Rewrite the listing below from the line containing "of the weathered" through the end, swapping "pixel coordinates" for "x, y coordinates" and keeping everything else unchanged.

┏━━

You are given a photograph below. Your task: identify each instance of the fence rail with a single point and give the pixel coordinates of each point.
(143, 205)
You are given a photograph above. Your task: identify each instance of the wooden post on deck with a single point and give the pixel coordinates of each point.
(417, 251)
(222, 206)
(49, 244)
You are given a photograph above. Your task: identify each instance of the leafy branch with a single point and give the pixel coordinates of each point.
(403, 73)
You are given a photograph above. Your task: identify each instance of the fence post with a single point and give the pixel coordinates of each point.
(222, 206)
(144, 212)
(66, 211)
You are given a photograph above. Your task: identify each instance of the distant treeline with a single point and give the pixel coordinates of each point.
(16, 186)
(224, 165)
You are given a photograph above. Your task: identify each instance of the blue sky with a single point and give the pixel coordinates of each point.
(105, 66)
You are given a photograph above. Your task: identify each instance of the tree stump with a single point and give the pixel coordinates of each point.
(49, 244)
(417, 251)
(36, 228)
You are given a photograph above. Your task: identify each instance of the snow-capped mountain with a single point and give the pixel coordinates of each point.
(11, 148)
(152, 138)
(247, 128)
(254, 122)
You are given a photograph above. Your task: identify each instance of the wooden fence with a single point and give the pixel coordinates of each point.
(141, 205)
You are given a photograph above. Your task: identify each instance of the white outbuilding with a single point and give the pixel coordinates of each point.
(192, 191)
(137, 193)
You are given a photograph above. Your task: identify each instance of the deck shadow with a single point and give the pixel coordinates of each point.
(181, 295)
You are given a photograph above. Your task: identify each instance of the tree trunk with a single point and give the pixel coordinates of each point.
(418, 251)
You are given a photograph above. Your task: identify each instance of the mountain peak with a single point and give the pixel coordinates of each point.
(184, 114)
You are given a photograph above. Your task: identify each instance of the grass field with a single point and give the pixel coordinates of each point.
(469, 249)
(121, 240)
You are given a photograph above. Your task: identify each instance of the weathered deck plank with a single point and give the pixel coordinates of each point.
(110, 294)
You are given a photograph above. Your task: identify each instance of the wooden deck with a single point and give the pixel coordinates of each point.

┗━━

[Solution]
You are given a photograph above. Your task: identify each instance of the weathered deck plank with a single point and give the x, y coordinates of each point.
(110, 294)
You are given a photograph above. Your task: identify each instance of the wooden deck with a single point and give the x, y coordinates of each point.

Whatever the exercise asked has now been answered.